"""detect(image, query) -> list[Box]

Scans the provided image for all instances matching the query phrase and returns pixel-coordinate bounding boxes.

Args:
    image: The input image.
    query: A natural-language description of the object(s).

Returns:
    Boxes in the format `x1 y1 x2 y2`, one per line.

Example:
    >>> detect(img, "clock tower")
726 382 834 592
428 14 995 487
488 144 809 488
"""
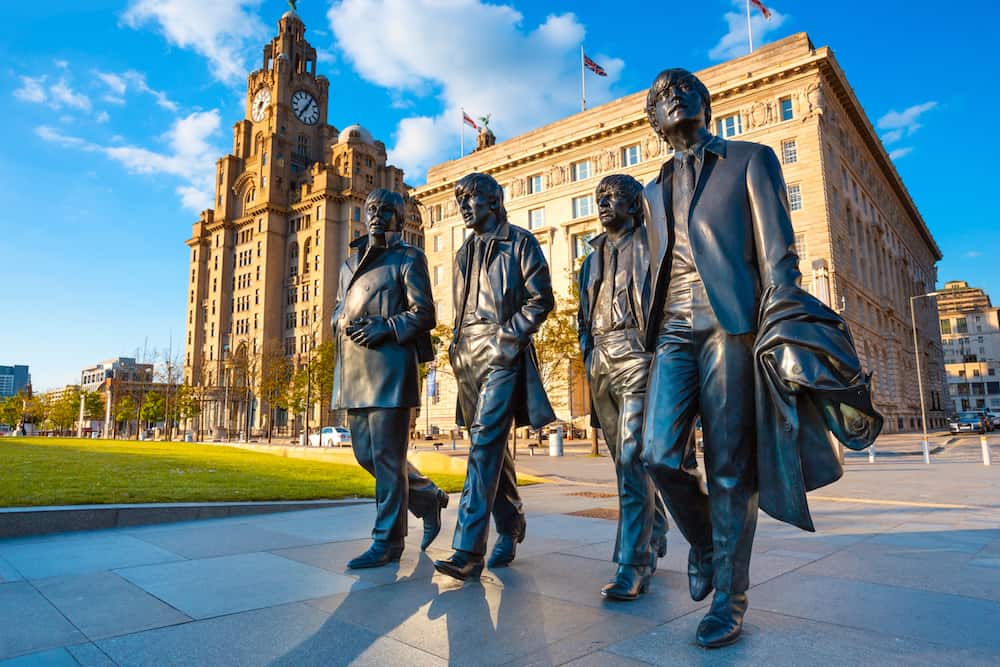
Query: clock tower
183 7 420 439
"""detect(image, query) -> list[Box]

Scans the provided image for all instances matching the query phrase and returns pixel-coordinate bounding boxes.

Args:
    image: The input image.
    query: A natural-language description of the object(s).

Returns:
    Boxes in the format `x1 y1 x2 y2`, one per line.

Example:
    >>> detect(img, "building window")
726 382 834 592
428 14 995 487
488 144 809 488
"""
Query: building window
571 195 594 219
792 233 806 260
433 265 443 286
715 113 742 138
940 319 952 334
502 185 511 202
433 234 442 253
572 231 597 262
528 174 544 194
974 369 982 377
781 139 798 164
957 317 969 334
780 96 794 121
353 206 361 222
787 184 802 211
570 160 591 182
528 207 545 229
622 144 642 166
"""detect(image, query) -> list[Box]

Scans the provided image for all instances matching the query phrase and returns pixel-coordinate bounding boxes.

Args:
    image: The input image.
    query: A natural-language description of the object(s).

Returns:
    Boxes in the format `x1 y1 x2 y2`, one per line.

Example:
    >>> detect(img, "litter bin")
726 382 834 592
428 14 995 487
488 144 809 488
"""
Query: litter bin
549 425 564 457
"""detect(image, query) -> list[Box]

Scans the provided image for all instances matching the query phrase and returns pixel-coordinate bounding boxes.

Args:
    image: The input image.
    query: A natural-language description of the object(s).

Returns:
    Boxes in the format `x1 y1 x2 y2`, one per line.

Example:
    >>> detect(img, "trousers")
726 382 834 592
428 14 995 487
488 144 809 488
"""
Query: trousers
348 407 442 546
450 324 525 556
589 329 669 565
642 280 758 593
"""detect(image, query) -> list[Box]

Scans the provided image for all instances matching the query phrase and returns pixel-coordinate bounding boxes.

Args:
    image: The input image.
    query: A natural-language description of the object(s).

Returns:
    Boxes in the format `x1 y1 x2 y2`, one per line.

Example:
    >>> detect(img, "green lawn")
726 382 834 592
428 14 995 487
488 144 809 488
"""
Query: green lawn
0 437 468 507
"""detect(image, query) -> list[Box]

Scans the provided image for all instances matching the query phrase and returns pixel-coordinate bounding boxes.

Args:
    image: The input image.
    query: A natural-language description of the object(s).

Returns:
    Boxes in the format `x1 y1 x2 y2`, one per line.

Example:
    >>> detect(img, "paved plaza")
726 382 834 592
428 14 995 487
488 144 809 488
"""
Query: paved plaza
0 433 998 665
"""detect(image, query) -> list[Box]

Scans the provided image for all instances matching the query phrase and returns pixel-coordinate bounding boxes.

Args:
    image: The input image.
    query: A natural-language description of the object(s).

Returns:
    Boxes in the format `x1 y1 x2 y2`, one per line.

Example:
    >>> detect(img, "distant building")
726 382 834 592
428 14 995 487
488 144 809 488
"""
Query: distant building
413 32 946 434
937 280 1000 413
80 358 154 393
0 365 30 397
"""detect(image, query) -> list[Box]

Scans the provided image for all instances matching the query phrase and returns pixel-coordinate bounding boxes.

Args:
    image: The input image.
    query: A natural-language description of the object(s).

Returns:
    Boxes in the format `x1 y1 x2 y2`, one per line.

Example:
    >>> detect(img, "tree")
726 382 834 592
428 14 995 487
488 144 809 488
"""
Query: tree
82 391 104 422
0 394 22 428
114 395 136 437
174 383 200 438
140 391 165 428
258 340 292 442
157 346 183 440
46 388 81 434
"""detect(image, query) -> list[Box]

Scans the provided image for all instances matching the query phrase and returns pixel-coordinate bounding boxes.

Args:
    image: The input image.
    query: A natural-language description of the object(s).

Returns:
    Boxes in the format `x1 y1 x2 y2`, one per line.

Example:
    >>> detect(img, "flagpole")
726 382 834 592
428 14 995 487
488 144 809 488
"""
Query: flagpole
580 45 586 112
746 0 754 53
460 107 465 157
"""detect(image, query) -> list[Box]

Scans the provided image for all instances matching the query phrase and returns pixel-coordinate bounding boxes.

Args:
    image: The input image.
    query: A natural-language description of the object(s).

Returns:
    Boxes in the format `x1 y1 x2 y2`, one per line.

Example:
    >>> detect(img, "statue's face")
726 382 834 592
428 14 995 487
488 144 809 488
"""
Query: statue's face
653 76 705 133
366 197 397 238
457 190 496 232
596 189 632 230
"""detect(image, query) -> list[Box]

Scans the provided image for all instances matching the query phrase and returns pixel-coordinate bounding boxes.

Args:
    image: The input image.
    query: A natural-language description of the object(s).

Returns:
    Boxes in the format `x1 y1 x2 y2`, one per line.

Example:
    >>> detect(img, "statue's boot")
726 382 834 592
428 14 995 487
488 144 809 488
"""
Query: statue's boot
433 550 484 581
688 546 714 601
487 516 526 568
420 489 450 551
347 541 403 570
601 564 652 601
696 591 748 648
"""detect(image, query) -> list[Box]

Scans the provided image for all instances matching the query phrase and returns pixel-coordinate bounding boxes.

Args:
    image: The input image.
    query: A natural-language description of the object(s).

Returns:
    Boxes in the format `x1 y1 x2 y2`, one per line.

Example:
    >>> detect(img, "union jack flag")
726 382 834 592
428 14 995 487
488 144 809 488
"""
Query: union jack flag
583 54 607 77
462 111 478 130
750 0 773 20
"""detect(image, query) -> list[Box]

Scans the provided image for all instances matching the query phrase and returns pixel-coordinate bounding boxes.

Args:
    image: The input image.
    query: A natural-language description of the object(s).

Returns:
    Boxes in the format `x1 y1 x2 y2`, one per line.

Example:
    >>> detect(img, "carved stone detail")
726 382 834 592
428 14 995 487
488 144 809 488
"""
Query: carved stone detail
511 178 525 197
546 165 566 188
746 100 774 129
801 82 824 119
644 135 663 158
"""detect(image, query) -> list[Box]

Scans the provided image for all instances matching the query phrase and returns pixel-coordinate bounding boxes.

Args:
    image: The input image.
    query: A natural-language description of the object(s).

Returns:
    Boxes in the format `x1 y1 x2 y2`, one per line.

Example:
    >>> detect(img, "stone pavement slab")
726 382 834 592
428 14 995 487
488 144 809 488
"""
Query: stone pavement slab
125 519 324 559
32 571 190 640
0 532 182 580
116 552 369 619
0 582 85 660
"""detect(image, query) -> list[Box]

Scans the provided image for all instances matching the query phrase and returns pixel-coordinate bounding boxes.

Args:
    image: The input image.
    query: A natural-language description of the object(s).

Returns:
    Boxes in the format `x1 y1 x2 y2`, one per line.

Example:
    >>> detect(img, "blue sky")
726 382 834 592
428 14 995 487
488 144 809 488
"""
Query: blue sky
2 0 997 390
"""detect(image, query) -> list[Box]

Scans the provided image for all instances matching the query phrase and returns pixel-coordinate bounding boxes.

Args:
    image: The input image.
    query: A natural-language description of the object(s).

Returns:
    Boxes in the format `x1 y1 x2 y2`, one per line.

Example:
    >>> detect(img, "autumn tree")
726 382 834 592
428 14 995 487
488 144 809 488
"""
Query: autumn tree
114 395 137 437
258 339 292 442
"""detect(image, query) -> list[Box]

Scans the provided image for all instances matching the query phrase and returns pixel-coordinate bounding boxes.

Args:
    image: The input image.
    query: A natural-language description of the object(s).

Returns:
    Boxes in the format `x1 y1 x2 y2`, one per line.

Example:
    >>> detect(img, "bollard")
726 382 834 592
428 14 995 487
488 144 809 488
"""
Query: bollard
---
◆ **DIRECTIONS FOR THIS TASK**:
Output the records above exactly as they are, leaving out the pictures.

◆ **ANSWER SECTION**:
"""detect(image, query) -> list[Box]

Scans the provided image for all instances matching the query phrase and returns pixel-coordinate bounding boxes.

Args:
    image: The input image.
    query: A natural-language description of the object(s).

Returns:
    Boxes in the format `x1 y1 x2 y2`, one per line.

Example:
    >>> detect(img, "clock tower")
726 382 834 592
428 14 995 487
488 144 809 488
"""
Query: clock tower
183 7 420 439
"""detect(image, query) -> list[Box]

Scans the provided image for all instances matching the query phrase and returns pixel-coordinate bounding boxes.

Args:
    image: The input image.
    query: A natural-language description of the object(s).

Returns:
    Boxes in the format `x1 y1 x2 y2`, one per line.

Example:
    >>> detect(img, "building window")
726 382 834 592
428 14 995 487
488 144 809 488
"""
Query: building window
571 195 594 219
792 233 806 260
433 265 443 286
715 113 742 138
940 319 952 334
502 185 511 202
433 234 442 253
572 231 597 262
528 174 544 194
974 369 982 377
781 139 798 164
957 317 969 334
780 96 794 121
353 206 361 222
787 184 802 211
570 160 591 182
528 207 545 229
622 144 642 166
"""detect(image, query) -> list[Box]

Scans the provided image for all instances matching the query phrase and returns pixel-coordinate bounding boxes.

Args:
    image: The input image.
    query: A natural-language description of the object(s).

Returns:
    Boxes in the format `x1 y1 x2 y2`, one per line.

Example:
    >>> detect(img, "litter bin")
726 382 834 592
428 14 995 487
488 144 809 488
"""
Query: litter bin
549 425 564 457
"""detect(image, query) -> list[Box]

Scans the provided image for all instances matching the query phrase and returns pixel-coordinate bounding boxes.

Args:
    image: The input image.
    query: A natural-language description of the object(s).

Returns:
    Boxes in the format `x1 y1 x2 y2`, one per line.

Example:
    >>> detect(img, "trousers")
726 382 834 592
428 14 995 487
488 144 809 488
"""
Query: trousers
348 407 442 546
450 324 525 556
589 329 669 565
642 280 758 593
"""detect(image, query) -> list[Box]

Scans the provided image for all instances matching the query phrase and returns pixel-coordinate bounding boxes.

Args:
    image: The input image.
    query: A natural-language description of the object(s).

Returns:
    Boxes in the format `x1 y1 x2 y2`, one per line.

Example:
    >>> detect(img, "green lawn")
726 382 834 592
428 14 995 487
488 144 809 488
"""
Query: green lawn
0 437 468 507
"""detect(image, query) -> list[Box]

Scans the provided image for all instances matching the query phrase and returns pixel-coordinate bounding boxes.

Args:
    image: The input image.
    query: A natural-language description of the object(s).

Returns:
    Boxes in the format `x1 y1 x2 y2`, one per line.

Example:
    >>> detect(img, "paved plaza")
726 382 834 592
428 14 995 487
488 144 809 488
"""
Query: paved plaza
0 433 998 665
"""detect(image, query) -> list[Box]

Scans the provided image for all instances matching the query phrase and returns pixel-coordinate bounding boxes.

Args:
    image: The input image.
    query: A natural-language description of the object(s).

Returns:
    Boxes in the format `x1 y1 x2 y2`, one per line.

Example:
    >>> detect(img, "distant building")
726 382 834 592
428 14 995 487
488 144 809 488
"""
Query: distant building
413 32 946 434
937 280 1000 413
80 358 154 393
0 365 30 397
"""detect(image, query) -> list[Box]

Scans the provided image for all instances matching the query phrase and returns pixel-coordinate bounding boxes.

Args:
    image: The input image.
    query: A natural-language description of the object(s).

Returns:
    Boxes in the format `x1 y1 x2 y2`, one per line.

Example:
    >>> detect(img, "tree")
726 382 834 592
428 14 995 487
488 144 809 488
"""
Query: tree
82 391 104 422
0 394 22 428
114 395 136 437
174 383 200 438
140 391 165 428
258 340 292 442
157 346 183 440
46 388 81 434
"""detect(image, query) -> list[Box]

Scans the provided image for all instances matching the query phrase and returns pixel-coordinate bounding boxes.

Args:
    image: The input image.
    query: A natural-language description of the object(s).

Returns:
    Boxes in the format `x1 y1 x2 y2`, one per line.

Example:
    >>> detect(img, "flagpole")
726 382 834 592
428 14 995 487
488 144 809 488
"""
Query: flagpole
580 45 586 112
746 0 754 53
460 107 465 157
"""detect(image, query) -> list[Box]

Scans the provided image for all instances matching the query phrase and returns pixel-coordinate bounding boxes.

Args:
    image: The input image.
    query: A natural-language description of the object(s).

Returns:
    Boxes in the format `x1 y1 x2 y2`, one per line.

Example:
    >>> detect(img, "statue's face")
726 382 834 592
428 14 995 487
488 144 809 488
"""
Query: statue's face
653 76 705 133
366 197 397 238
457 190 496 232
596 189 632 230
"""detect(image, query) -> list[Box]

Scans the provided image for all instances matching the query phrase and returns pixel-coordinate bounding boxes.

Args:
    image: The input image.
    query: A natural-language description of the object(s).

Returns:
    Boxes in the format `x1 y1 x2 y2`, one per line.

Example:
    >>> detect(img, "statue's boot")
726 382 834 592
428 14 995 487
488 144 809 488
"""
Query: statue's boot
433 550 484 581
688 546 714 601
487 516 526 568
420 489 450 551
347 541 403 570
601 564 652 601
696 591 748 648
"""detect(image, query) -> list[Box]

Scans the provided image for all instances matching the query phrase and returns pixel-coordinate bounding boxes.

Args:
    image: The input image.
    query: A natural-language description of the object(s).

Returns:
    Boxes in the format `x1 y1 x2 y2`, one per line.

Example:
    >>> detect(img, "union jack flag")
726 382 834 592
428 14 995 487
488 144 809 488
"""
Query: union jack flag
583 54 607 77
462 111 478 130
750 0 773 20
"""detect(image, query) -> list[Box]

Scans the provided image for all instances matching the query phrase and returns pixel-coordinate bounding boxes.

Args:
    image: The input image.
    query: A natural-language description of the object(s).

Returns:
    Boxes in the format `x1 y1 x2 y2`, one per line.

Example:
    >>> detect(img, "carved stone detail")
726 382 834 592
428 14 995 487
488 144 809 488
"""
Query: carved stone detail
511 178 525 197
546 165 566 188
746 100 774 129
801 82 824 119
644 135 663 158
"""detect(image, query) -> list[Box]

Scans the provided image for all instances matching the query phrase and returns pixel-coordinate bounding boxes.

Args:
    image: The input image.
    query: A natural-language description of the object(s).

Returns:
    Boxes in the format `x1 y1 x2 y2`, one per line.

Example:
    >>> detect(img, "stone pavement slab")
726 382 834 592
428 14 995 487
488 144 809 488
"""
Query: stone pavement slab
125 519 324 559
32 571 190 640
0 532 182 580
116 552 369 619
0 582 85 660
"""detect(image, query) -> list[Box]

Scans the provided image for all instances matching the query phrase and returns pixel-coordinate bounding boxes.

Args:
    image: The input image.
    query: A natural-language description of the object(s).

Returns:
    Boxes in the format `x1 y1 x2 y2`, one per line.

Example:
    >>> detect(img, "blue sky")
726 382 834 592
428 14 995 487
488 144 809 488
"""
Query: blue sky
2 0 997 390
"""detect(image, query) -> list[Box]

Scans the provided image for all instances matching the query phrase and returns pixel-coordinate bounding boxes.

Args:
    image: The input image.
    query: A natural-language description of the object(s).

Returns:
    Boxes in the format `x1 y1 x2 y2`, one per line.

Example:
    >>> detect(img, "autumn tree")
726 382 834 592
428 14 995 487
488 144 809 488
"""
Query: autumn tree
114 395 137 437
258 339 292 442
"""detect(image, query) -> list[Box]

Scans the provided image for all instances matching the query phrase and returns pixel-coordinate bounding boxes.

Args:
    image: The input image.
    query: A natural-language description of the object(s).

Returns:
    Boxes in the format `x1 y1 x2 y2`, one per line.

Example:
    >>> detect(img, "bollard")
726 382 834 592
428 14 995 487
488 144 809 488
"""
Query: bollard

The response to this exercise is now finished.